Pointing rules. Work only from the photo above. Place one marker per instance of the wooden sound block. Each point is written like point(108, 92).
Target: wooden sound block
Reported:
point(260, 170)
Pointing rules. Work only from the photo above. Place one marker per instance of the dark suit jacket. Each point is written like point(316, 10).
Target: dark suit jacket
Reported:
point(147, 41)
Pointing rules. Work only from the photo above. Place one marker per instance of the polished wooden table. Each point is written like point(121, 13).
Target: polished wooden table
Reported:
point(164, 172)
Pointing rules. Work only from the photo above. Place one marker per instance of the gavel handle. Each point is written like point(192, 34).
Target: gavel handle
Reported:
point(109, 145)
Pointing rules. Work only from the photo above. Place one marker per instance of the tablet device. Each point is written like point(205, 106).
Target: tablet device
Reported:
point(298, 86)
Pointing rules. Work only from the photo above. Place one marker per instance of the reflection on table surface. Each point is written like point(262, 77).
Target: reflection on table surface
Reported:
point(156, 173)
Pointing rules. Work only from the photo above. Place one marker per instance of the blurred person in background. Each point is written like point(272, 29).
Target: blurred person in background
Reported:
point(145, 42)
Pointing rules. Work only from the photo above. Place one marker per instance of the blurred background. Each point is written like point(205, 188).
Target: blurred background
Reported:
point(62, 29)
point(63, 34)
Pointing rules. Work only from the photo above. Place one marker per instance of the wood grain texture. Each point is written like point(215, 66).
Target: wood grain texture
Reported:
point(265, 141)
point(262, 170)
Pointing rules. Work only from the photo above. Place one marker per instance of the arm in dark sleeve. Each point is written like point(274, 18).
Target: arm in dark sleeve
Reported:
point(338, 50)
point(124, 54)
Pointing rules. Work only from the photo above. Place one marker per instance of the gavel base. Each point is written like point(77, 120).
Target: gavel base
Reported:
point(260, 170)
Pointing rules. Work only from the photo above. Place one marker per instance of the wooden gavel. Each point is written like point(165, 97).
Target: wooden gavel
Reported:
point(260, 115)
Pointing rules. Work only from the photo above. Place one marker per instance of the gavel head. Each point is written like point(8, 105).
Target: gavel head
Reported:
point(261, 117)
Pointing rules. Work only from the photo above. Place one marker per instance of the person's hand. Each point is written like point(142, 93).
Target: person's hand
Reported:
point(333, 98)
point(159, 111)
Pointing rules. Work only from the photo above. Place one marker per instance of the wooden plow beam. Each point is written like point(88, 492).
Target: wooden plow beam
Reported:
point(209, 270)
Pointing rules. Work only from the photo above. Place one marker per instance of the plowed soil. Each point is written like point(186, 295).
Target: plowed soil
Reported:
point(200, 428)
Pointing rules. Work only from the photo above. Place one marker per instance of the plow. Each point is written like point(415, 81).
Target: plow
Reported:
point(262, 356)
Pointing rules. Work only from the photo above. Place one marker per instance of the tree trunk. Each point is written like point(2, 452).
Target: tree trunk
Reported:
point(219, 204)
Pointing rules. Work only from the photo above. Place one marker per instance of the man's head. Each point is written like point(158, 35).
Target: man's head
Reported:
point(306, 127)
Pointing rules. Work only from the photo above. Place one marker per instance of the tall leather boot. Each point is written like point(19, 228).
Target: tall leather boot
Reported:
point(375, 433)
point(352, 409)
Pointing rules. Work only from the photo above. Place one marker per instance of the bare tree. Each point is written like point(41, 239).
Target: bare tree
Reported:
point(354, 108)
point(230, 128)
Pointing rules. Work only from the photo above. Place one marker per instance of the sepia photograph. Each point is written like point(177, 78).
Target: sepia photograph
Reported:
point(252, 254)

* Job *
Convert the whole listing above into a Markdown table with two columns, Row and Line. Give each non-blank line its own row, numbered in order.

* Task output *
| Row | Line |
|---|---|
| 1 | Pointing rules. Work only from the photo above. Place one marker per instance of the wooden sound block. Each point is written like point(108, 92). |
| 2 | Target: wooden sound block |
| 3 | Reported: |
| 4 | point(260, 170) |
| 5 | Pointing rules. Work only from the photo above. Place one marker per instance of the dark suit jacket. Each point is written like point(316, 10). |
| 6 | Target: dark suit jacket |
| 7 | Reported: |
| 8 | point(147, 41) |
| 9 | Pointing rules. Work only from the photo above. Place one marker per instance of the polished wooden table. Each point is written like point(121, 13). |
| 10 | Target: polished wooden table |
| 11 | Reported: |
| 12 | point(164, 172) |
| 13 | Pointing rules. Work only from the photo above. Place one marker per instance of the gavel handle. Each point is written like point(192, 34). |
| 14 | Target: gavel handle |
| 15 | Reported: |
| 16 | point(109, 145) |
| 17 | Pointing rules. Work only from the photo above. Place one marker per instance of the tablet device. Each point is written like point(205, 106). |
| 18 | Target: tablet device |
| 19 | Reported: |
| 20 | point(298, 86) |
| 21 | Pointing rules. Work only from the photo above. Place one marker per instance of the reflection on table surface. Each point is written like point(262, 77). |
| 22 | Target: reflection on table surface |
| 23 | Reported: |
| 24 | point(156, 173) |
| 25 | Pointing rules. Work only from the photo above. Place one marker per instance of the blurred person in background. Each point is written like point(272, 29). |
| 26 | Target: blurred person in background |
| 27 | Reported: |
| 28 | point(145, 42) |
| 29 | Pointing rules. Work only from the photo above. Place one marker per instance of the blurred background. Each point is written like point(205, 188). |
| 30 | Target: blurred background |
| 31 | Reported: |
| 32 | point(62, 29) |
| 33 | point(63, 34) |
| 34 | Pointing rules. Work only from the photo above. Place one marker per instance of the wood grain texture. Each point is written like point(215, 66). |
| 35 | Target: wood grain texture |
| 36 | Reported: |
| 37 | point(265, 141) |
| 38 | point(262, 170) |
| 39 | Pointing rules. Work only from the photo above. Place one marker per instance of the arm in dark sleeve. Each point is written like point(274, 18). |
| 40 | Target: arm in dark sleeve |
| 41 | Reported: |
| 42 | point(338, 50) |
| 43 | point(124, 54) |
| 44 | Pointing rules. Work only from the photo above. Place one marker per instance of the gavel base. Each point is written like point(77, 120). |
| 45 | Target: gavel base |
| 46 | Reported: |
| 47 | point(260, 170) |
| 48 | Pointing rules. Work only from the photo above. Place one marker per instance of the wooden gavel. Each point is written like point(165, 97). |
| 49 | Target: wooden gavel |
| 50 | Reported: |
| 51 | point(260, 115) |
| 52 | Pointing rules. Work only from the photo above. Place one marker per instance of the gavel head. Each point is written like point(8, 105). |
| 53 | Target: gavel head |
| 54 | Reported: |
| 55 | point(261, 117) |
| 56 | Pointing rules. Work only from the photo above. Place one marker per instance of the person's hand. Each point is written like point(142, 93). |
| 57 | Target: person's hand |
| 58 | Reported: |
| 59 | point(333, 98) |
| 60 | point(159, 111) |
| 61 | Pointing rules. Work only from the photo above. Place one marker per instance of the wooden plow beam. Each point is written like point(88, 492). |
| 62 | Target: wooden plow beam |
| 63 | Reported: |
| 64 | point(209, 270) |
| 65 | Pointing rules. Work only from the photo above. Place one marker per instance of the plowed soil. Each point is written like point(186, 295). |
| 66 | Target: plowed soil |
| 67 | Reported: |
| 68 | point(200, 428) |
| 69 | Pointing rules. Work only from the photo above. Place one marker per instance of the plow. Each point is written like point(415, 81). |
| 70 | Target: plow |
| 71 | Reported: |
| 72 | point(262, 356) |
| 73 | Pointing rules. Work only from the photo above. Place one marker per instance of the tree trunk. Each point is written like point(2, 452). |
| 74 | Target: tree trunk |
| 75 | Reported: |
| 76 | point(219, 204) |
| 77 | Pointing rules. Work only from the photo above. Place one marker per instance of the man's head. Each point is written like point(158, 35). |
| 78 | Target: man's head |
| 79 | Reported: |
| 80 | point(306, 127) |
| 81 | Pointing rules. Work only from the photo above. Place one marker per instance of the tall leather boot. Each point is written like point(19, 228). |
| 82 | Target: tall leather boot |
| 83 | Reported: |
| 84 | point(375, 433) |
| 85 | point(352, 409) |
| 86 | Pointing rules. Work only from the photo above. Place one marker per instance of the bare tree. Each point is written like point(41, 239). |
| 87 | Target: bare tree |
| 88 | Reported: |
| 89 | point(354, 108) |
| 90 | point(230, 128) |
| 91 | Pointing rules. Work only from the photo above. Place one marker per instance of the sepia photograph. Each point is written like point(177, 78). |
| 92 | Target: sepia photograph |
| 93 | Reported: |
| 94 | point(252, 254) |